Exercise directions
Extract the entries in their exact form.
┌────────
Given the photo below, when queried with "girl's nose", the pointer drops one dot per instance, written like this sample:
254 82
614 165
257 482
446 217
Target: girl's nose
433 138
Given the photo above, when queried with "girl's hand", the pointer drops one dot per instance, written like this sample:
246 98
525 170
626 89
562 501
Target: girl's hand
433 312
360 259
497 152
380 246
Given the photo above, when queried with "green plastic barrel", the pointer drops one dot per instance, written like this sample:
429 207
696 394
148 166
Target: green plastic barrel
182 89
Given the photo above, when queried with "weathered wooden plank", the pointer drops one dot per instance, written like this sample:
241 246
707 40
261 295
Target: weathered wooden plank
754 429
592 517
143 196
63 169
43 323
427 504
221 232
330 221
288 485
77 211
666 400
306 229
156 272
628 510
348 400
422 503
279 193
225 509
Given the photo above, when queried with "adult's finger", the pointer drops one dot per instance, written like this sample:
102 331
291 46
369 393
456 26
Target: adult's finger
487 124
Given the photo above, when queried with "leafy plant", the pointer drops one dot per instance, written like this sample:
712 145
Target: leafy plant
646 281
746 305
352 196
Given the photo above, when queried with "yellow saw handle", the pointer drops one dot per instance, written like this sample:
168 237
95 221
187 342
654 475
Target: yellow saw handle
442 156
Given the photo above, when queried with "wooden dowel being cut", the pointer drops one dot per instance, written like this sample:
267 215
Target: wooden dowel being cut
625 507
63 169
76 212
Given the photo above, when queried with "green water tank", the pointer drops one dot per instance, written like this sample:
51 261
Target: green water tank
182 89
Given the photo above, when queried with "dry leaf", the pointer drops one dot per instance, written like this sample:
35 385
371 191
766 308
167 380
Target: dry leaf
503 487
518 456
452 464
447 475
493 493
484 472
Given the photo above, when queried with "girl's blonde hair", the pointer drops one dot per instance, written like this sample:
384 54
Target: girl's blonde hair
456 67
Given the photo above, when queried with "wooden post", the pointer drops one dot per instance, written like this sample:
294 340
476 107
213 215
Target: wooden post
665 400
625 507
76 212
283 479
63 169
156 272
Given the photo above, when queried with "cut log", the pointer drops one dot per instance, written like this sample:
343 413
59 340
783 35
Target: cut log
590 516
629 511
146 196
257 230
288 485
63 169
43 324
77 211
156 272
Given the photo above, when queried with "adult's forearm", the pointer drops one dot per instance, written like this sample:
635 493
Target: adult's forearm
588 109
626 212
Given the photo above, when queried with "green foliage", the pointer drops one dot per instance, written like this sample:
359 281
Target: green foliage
└────────
Result of this task
Given the photo below, when queried with "girl's nose", the pointer drops one dot per instance, written like this sample:
254 82
614 165
257 482
446 217
Target: girl's nose
433 138
Given the photo above, when queried with "girl's hand", the pointer drops one dot per instance, written like this sample:
246 98
525 170
626 89
562 501
Target: girl's hand
433 312
360 259
497 152
380 246
Given the photo above, when queried with "green plastic barrel", the pointer drops one dot per instance, written like this sample:
429 207
696 394
148 166
Target: green plastic barrel
182 89
Given the photo above, when queried with "weathered wooden plank", the pointer drops one dot per instance, written like this sample:
241 246
707 40
261 295
Target: weathered wooden plank
754 429
592 517
143 196
63 169
43 323
427 504
221 232
330 221
288 485
77 211
666 400
306 229
156 272
628 510
348 400
422 503
279 193
225 509
Given the photo above, when queried with "adult's finger", the pointer drops one dot per instance, written like this sample:
102 331
291 46
369 393
456 26
Target: adult's finger
487 124
Given the photo above, when queried with "leafy plant", the pointer drops one dot per instance, written like this sample:
712 145
Target: leafy plant
646 281
746 305
352 196
Given the photo above, when queried with "yellow saw handle", the pointer drops one dot per instance, written like this sample:
168 237
95 221
187 342
654 475
Target: yellow saw handle
442 156
Given the photo above, when queried with "wooden dowel being cut", the pointer drops one dot per instance, written like this sample:
267 215
Target: wooden dowel being cut
625 507
63 169
76 212
Given the photo above, when queried with "green water tank", the pointer drops one dot per instance, written like this sample:
51 261
Target: green water tank
182 89
Given the photo above, when queried with "dry leaf", the pointer drops one dot per instance, written like this sample:
35 385
371 191
766 308
167 380
Target: dry leaf
503 487
518 456
452 464
447 475
493 493
484 472
Given the photo above, when queried with "girl's blonde hair", the pointer drops one dot per instance, written like this sample:
384 54
Target: girl's blonde hair
456 67
Given the photo above, when queried with "wooden post", the pointer drops one dot per instance, written like this sample:
294 340
476 107
213 215
Target: wooden post
665 400
625 507
76 212
283 479
63 169
156 272
Given the photo above, when queried with "cut log", the pointer drops one dot per instance, written like this sample:
343 413
59 340
783 35
Target: cut log
590 516
629 511
146 196
257 230
288 485
63 169
43 324
77 211
156 272
Given the photo above, when queried with "adult's forearm", the pointer drops one dot per instance, written like this sample:
635 493
Target: adult's forearm
588 109
626 212
Given the photo above, when queried with "green foliage", the pointer drops one dot per instance, written like this sample:
359 281
Target: green foliage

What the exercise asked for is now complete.